» TÂCHES DE L'EXERCICE
• a. Dans le passage reproduit, relevez tous les pays cités comme sièges des grands acteurs industriels que finance l'éolien.
• b. D'après le passage reproduit, quelle part de l'électricité produite en France est décarbonée ?
• c. Recopiez tout le passage reproduit depuis « Amputer le capital » jusqu'à « vies quotidiennes ? » inclus.

» PASSAGE REPRODUIT

■ ■ ■ ■

C’est une aberration pour notre souveraineté industrielle et pour nos emplois, car subventionner massivement l’éolien terrestre revient à financer, par de l’argent public français, des filières industrielles situées le plus souvent hors de France. En 2018, la Cour des comptes a estimé que, pour tout euro d’investissement dans de tels équipements, seuls vingt centimes correspondaient à du matériel produit en France. A une échelle certes moins tragique que le photovoltaïque − véritable chèque français à des industriels chinois peu soucieux d’environnement −, financer l’éolien revient à sponsoriser de grands acteurs industriels situés à l’étranger : Allemagne, Danemark, Chine – pays dont le niveau d’émissions de CO2 par habitant, rappelons-le, demeure à ce jour supérieur à celui de la France.
C’est, pour finir, une aberration environnementale, et c’est bien là toute l’ironie de l’affaire. Les progrès du parc éolien français n’ont en effet servi, jusqu’à présent, qu’à réduire le poids d’autres énergies décarbonées, à commencer par l’énergie nucléaire, dont la fermeture prématurée de la centrale de Fessenheim est une illustration par l’absurde.
Amputer le capital naturel
En France, les deux premiers secteurs « coupables » de nos émissions de gaz à effet de serre sont les transports et les gaspillages d’énergie dus à la mauvaise isolation des bâtiments. Plutôt que d’allouer des milliards d’argent public à remplacer une électricité décarbonée par une autre, ne serait-il pas plus judicieux de flécher les fonds publics vers ces améliorations d’équipements qui sont au cœur de nos vies quotidiennes ?
Plutôt que de consulter les Français sur le paysage qu’ils accepteront de sacrifier à un équipement industriel peu efficace, ne devrait-on pas leur proposer de choisir de bénéficier des financements équivalents pour changer leurs chaudières, pour acquérir des véhicules électriques, pour mieux isoler leurs maisons ? On peut prendre le pari qu’ils privilégieraient massivement la seconde option, avec un bilan pour l’environnement nettement plus positif.
L’électricité produite en France est décarbonée à plus de 90 %. Cet excellent résultat n’est pas un hasard de l’histoire ; c’est le fruit de plusieurs décennies d’une politique industrielle avisée, enrichie du savoir-faire et de l’expérience des milliers d’hommes et de femmes employés par la filière énergétique française. Cette compétence collective, ce capital industriel, est l’un des atouts incontestables de notre pays. Mais ce n’est pas le seul : ce qui fait la singularité et l’attractivité de la France, c’est aussi son patrimoine historique et naturel, ce sont ses paysages somptueux et diversifiés. Aujourd’hui, sous couvert d’objectifs déjà atteints – la décarbonation de l’électricité française –, on demande aux Français de sacrifier leur capital industriel, et on leur propose, pour y parvenir, d’amputer leur capital naturel et leurs paysages. C’est le modèle perdant-perdant !
Parce que cette politique sans vision ni impact n’est pertinente ni pour les intérêts de notre pays, ni pour le bien-être de nos concitoyens, ni même pour la poursuite de nos objectifs environnementaux, nous, candidats aux élections régionales, demandons un moratoire absolu et immédiat sur tout nouveau projet d’éolien terrestre dans nos régions.

■ ■ ■ ■

» ENTRÉES FOURNIES
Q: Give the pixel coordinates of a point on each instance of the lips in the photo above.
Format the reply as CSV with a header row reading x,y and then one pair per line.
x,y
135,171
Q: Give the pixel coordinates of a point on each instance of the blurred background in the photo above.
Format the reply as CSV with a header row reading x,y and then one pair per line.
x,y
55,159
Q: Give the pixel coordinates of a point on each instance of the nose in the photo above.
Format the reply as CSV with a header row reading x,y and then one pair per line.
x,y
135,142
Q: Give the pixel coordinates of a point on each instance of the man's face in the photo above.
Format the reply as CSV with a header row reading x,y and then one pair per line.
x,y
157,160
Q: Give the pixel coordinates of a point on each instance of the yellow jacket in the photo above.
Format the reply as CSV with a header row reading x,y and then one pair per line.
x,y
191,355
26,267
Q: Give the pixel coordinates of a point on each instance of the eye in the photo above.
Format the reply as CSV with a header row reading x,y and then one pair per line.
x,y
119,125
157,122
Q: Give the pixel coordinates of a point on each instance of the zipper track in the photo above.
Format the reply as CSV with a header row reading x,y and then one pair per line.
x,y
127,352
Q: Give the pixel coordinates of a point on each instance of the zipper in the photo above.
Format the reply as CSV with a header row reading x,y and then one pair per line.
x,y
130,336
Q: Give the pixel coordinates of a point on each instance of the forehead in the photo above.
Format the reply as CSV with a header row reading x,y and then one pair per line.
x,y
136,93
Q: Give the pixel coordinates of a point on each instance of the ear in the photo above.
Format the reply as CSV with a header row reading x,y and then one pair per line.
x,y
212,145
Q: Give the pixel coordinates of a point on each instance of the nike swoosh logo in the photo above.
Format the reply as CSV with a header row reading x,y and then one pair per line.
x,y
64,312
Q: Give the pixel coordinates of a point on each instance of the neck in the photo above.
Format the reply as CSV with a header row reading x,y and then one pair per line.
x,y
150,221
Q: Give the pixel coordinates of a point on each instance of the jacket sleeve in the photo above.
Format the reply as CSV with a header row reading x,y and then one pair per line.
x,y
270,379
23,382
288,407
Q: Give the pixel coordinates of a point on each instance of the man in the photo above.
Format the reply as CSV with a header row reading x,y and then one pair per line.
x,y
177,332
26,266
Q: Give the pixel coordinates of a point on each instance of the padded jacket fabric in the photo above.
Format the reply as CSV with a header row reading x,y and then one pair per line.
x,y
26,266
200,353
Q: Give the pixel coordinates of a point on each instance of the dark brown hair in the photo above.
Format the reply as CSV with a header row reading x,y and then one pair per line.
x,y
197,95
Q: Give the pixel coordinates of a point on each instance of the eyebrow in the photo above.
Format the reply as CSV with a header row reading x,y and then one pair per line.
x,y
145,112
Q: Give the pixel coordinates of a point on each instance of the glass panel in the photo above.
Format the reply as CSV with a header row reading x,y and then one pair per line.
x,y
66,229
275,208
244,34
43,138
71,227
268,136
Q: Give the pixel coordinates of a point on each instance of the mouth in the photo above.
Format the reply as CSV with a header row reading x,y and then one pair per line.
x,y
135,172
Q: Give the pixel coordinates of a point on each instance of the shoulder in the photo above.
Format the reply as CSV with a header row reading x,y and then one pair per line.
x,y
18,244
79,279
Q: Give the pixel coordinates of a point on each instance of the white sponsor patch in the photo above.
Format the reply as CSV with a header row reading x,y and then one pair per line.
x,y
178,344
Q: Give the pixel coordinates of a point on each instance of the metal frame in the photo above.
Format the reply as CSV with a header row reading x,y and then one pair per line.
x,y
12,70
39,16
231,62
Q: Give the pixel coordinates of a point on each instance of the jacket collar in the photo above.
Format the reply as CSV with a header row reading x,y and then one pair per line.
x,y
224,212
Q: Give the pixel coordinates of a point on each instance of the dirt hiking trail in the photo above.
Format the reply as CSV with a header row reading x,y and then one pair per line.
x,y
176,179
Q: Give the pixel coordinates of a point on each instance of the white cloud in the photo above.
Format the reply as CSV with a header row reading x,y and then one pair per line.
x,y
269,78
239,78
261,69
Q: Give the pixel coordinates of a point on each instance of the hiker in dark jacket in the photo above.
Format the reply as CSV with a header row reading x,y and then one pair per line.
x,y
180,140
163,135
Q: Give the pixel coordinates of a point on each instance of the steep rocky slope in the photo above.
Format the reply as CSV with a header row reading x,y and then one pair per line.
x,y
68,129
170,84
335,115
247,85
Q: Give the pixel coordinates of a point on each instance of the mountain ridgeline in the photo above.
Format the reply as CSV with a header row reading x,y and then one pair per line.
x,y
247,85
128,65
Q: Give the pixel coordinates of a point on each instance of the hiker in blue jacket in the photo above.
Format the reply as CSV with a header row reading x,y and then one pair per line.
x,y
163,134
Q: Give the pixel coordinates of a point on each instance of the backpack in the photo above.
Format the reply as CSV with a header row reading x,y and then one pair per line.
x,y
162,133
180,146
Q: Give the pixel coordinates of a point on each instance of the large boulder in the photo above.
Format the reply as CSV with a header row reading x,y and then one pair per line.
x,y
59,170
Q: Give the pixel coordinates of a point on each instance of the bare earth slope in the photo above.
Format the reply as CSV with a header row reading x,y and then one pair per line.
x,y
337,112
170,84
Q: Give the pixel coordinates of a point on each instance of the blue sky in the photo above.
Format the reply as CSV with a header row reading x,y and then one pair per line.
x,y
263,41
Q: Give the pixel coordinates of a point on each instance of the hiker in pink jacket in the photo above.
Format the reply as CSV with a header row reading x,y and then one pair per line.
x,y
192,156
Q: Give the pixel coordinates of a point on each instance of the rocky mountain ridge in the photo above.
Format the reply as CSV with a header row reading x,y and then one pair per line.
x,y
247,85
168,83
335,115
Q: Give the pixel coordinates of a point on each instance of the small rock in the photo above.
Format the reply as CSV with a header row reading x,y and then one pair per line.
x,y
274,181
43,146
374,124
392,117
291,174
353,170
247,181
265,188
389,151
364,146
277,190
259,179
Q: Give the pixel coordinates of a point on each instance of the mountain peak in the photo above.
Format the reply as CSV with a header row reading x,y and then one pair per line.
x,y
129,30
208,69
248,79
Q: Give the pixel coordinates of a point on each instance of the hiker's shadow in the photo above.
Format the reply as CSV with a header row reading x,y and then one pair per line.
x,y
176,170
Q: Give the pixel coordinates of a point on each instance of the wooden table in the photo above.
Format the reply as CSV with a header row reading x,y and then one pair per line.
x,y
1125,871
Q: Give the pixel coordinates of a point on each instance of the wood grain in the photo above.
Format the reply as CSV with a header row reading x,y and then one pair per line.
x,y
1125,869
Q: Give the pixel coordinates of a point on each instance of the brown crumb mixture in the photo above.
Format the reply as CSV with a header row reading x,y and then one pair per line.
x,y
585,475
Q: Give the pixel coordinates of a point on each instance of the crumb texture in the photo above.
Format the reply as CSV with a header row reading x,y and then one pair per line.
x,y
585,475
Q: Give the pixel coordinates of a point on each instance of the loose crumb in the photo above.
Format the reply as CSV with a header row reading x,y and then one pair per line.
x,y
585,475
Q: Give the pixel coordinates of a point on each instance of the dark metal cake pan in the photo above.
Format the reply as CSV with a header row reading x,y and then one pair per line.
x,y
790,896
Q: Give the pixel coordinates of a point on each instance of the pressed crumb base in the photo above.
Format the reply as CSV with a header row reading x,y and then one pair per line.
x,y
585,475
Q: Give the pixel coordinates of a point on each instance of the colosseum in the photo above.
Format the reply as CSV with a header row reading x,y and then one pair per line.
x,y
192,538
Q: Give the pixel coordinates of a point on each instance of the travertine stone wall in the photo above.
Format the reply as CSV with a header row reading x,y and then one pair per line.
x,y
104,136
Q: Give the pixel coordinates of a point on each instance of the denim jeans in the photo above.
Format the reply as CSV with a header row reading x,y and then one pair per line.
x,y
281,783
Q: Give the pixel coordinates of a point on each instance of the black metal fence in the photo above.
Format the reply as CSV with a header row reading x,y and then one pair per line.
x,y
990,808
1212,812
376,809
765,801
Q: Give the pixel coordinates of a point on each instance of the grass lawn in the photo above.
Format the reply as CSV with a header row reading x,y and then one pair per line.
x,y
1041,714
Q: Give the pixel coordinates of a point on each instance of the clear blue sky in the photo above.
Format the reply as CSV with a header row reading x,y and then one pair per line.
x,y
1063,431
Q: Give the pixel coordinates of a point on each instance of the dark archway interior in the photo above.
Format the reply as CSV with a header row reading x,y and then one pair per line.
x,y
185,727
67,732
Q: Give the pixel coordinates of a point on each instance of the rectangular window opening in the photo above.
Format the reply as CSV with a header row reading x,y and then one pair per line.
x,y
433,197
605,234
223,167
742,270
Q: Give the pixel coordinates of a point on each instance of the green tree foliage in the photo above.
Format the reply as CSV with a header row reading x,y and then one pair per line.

■ ■ ■ ■

» RÉPONSES À L'EXERCICE
• a. Allemagne, Danemark, Chine

• b. Plus de 90 %.

• c.
Amputer le capital naturel
En France, les deux premiers secteurs « coupables » de nos émissions de gaz à effet de serre sont les transports et les gaspillages d’énergie dus à la mauvaise isolation des bâtiments. Plutôt que d’allouer des milliards d’argent public à remplacer une électricité décarbonée par une autre, ne serait-il pas plus judicieux de flécher les fonds publics vers ces améliorations d’équipements qui sont au cœur de nos vies quotidiennes ?